- [SOURCE RECORDS]
══════

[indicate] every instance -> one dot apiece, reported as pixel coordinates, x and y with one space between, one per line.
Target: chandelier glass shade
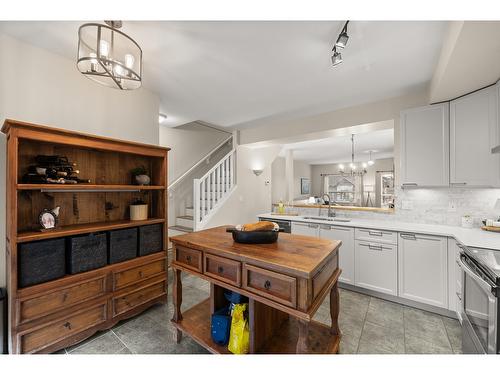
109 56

══════

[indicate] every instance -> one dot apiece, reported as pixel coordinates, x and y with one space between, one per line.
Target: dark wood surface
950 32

══════

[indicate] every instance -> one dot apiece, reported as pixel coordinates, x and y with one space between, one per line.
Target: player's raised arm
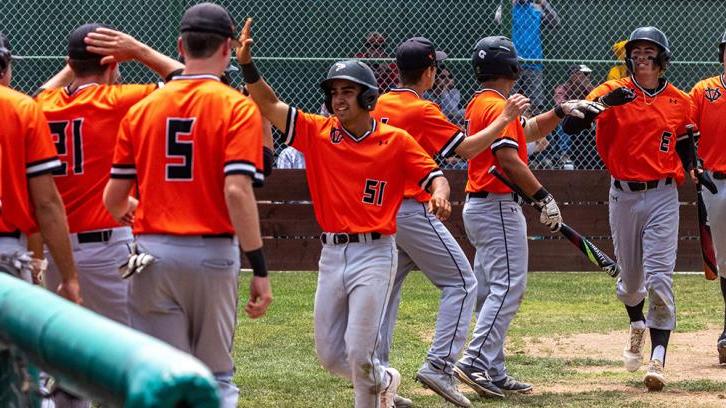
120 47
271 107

══════

- [GOAL]
Select and copy each line of the entries above that contains the word "Target". Case counts.

- [ANSWER TO THE PROBLEM]
Target: chandelier glass shade
Target: dark wood surface
Target: player's raised arm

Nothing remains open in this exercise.